[WRITTEN PROBLEM] Copy the entries below, from the first line through the line that contains "489, 167, 496, 218", reproducing each line character for character.

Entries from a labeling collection

☆ ☆ ☆

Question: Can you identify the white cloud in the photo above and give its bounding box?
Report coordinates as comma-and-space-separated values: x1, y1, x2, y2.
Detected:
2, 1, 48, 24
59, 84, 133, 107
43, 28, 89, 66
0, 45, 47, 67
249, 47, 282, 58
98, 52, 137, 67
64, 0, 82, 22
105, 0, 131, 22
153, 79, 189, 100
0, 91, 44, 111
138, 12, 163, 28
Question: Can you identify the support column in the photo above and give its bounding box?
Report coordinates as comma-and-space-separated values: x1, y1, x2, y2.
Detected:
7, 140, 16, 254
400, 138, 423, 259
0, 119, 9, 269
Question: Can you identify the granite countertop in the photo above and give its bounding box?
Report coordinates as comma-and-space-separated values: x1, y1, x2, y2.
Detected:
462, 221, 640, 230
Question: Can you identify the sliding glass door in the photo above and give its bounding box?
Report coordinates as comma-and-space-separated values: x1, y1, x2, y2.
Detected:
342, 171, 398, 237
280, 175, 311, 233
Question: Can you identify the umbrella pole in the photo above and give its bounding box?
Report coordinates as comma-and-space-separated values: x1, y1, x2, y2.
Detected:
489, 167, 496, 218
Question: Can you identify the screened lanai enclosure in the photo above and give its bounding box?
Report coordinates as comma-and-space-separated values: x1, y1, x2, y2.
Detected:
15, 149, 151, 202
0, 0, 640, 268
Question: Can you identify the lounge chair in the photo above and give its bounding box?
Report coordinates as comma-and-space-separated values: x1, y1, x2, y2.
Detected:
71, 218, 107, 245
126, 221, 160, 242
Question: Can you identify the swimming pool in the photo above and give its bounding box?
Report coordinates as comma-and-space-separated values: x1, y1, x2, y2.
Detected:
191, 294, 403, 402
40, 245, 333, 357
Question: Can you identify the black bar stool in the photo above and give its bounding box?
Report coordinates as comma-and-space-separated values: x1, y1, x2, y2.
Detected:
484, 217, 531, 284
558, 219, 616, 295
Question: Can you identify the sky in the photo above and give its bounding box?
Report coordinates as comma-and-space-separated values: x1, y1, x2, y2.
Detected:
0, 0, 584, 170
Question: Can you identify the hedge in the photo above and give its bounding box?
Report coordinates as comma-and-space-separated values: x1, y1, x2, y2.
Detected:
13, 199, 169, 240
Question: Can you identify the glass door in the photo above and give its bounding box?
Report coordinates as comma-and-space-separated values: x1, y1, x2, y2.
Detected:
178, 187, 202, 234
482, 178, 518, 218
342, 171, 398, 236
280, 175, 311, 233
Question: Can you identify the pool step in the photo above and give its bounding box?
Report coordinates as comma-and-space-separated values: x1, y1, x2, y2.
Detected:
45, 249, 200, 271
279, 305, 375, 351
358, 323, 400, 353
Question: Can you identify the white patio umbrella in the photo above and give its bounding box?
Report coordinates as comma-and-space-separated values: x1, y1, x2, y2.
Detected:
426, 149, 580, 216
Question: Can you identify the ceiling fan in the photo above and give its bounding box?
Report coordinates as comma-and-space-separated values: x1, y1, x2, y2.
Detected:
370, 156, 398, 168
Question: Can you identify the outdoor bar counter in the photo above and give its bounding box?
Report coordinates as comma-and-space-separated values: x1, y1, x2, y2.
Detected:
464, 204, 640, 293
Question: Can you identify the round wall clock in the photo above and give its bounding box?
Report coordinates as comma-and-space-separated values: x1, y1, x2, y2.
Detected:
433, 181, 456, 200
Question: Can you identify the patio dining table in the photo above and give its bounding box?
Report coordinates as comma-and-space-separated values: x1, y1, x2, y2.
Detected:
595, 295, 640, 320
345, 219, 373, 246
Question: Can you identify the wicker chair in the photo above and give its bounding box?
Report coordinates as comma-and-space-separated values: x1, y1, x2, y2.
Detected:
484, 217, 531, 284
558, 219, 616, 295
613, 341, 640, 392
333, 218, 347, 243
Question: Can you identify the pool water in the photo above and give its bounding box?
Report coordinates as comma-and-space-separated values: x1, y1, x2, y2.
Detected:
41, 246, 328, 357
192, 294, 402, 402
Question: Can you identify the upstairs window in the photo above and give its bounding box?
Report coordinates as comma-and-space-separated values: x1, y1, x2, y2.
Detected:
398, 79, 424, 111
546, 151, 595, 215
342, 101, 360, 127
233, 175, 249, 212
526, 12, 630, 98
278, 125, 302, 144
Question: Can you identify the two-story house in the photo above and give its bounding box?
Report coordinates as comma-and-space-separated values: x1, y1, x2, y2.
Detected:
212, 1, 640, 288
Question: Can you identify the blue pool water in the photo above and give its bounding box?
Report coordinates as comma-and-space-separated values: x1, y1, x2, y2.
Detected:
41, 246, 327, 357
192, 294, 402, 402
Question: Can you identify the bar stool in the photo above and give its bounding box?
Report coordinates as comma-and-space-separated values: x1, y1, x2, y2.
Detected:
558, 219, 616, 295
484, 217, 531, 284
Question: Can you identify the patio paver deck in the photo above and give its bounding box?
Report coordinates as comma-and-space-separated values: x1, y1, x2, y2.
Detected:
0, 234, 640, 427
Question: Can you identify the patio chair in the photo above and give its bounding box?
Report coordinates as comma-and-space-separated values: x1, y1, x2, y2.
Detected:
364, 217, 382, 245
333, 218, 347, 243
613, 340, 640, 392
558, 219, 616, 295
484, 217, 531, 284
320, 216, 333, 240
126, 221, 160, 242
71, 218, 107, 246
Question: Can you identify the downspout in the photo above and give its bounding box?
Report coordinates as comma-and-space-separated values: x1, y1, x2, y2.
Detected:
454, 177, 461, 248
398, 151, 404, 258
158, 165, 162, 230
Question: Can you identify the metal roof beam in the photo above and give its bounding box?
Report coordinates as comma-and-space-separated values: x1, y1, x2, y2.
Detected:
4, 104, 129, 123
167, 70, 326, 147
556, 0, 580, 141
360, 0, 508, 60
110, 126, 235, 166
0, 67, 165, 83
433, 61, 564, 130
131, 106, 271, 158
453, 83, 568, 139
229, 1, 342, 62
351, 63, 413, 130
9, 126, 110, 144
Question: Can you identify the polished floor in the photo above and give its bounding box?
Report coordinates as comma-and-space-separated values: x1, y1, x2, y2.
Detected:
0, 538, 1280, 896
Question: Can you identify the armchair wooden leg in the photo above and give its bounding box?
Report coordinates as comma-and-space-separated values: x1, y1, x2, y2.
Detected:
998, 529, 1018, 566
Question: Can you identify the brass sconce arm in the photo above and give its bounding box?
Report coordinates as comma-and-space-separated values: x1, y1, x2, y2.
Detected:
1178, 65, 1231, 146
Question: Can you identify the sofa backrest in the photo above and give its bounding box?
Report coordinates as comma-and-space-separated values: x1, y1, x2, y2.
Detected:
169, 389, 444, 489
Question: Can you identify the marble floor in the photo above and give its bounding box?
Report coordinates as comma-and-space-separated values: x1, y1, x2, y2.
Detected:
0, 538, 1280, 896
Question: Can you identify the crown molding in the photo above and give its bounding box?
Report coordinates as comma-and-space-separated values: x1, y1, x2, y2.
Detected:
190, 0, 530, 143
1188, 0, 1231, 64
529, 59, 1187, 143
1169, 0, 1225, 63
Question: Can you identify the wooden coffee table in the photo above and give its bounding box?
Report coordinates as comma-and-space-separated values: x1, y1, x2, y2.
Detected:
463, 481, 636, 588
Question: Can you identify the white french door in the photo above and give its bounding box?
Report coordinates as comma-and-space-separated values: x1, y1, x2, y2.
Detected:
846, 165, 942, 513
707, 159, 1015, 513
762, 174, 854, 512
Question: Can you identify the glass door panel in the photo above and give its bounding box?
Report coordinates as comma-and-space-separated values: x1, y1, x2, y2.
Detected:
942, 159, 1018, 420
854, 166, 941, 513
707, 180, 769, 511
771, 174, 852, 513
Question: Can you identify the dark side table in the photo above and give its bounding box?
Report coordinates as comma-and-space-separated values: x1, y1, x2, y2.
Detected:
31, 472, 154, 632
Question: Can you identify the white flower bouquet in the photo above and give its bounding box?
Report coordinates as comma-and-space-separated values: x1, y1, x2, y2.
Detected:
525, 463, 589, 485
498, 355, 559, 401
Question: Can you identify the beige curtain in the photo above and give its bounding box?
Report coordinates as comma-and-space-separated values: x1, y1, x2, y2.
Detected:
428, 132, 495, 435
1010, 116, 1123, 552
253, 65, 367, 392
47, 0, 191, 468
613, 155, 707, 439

☆ ☆ ☆

[OUTPUT FOR THIS TASK]
Question: Can you identify the white cloud in the photo above and give its bounding box?
Report coordinates as comma-and-space-separated values: x1, y1, x2, y2.
Detected:
2, 1, 48, 24
59, 84, 133, 107
43, 28, 89, 66
0, 45, 47, 67
249, 47, 282, 58
98, 52, 137, 67
64, 0, 82, 22
105, 0, 131, 22
153, 79, 189, 100
0, 91, 44, 111
138, 12, 163, 28
Question: Can you identify the support column in the photo above and give its bounding box?
Report coordinates as comma-and-space-separated values: x1, y1, x2, y2.
Detected:
7, 140, 16, 254
400, 138, 423, 259
0, 119, 9, 269
Question: Can you identify the granite countertop in the photo above and give its bounding box?
Report coordinates as comma-and-space-separated values: x1, y1, x2, y2.
Detected:
462, 221, 640, 230
Question: Can you identify the sliding glass door in the photo above and give its bounding box?
Report coordinates as comma-and-space-separated values: x1, y1, x2, y2.
Detected:
342, 171, 398, 237
280, 175, 311, 233
Question: Can you identify the umbrella pole in the photo above and give its bounding box?
Report coordinates as comma-and-space-separated values: x1, y1, x2, y2.
Detected:
489, 167, 496, 218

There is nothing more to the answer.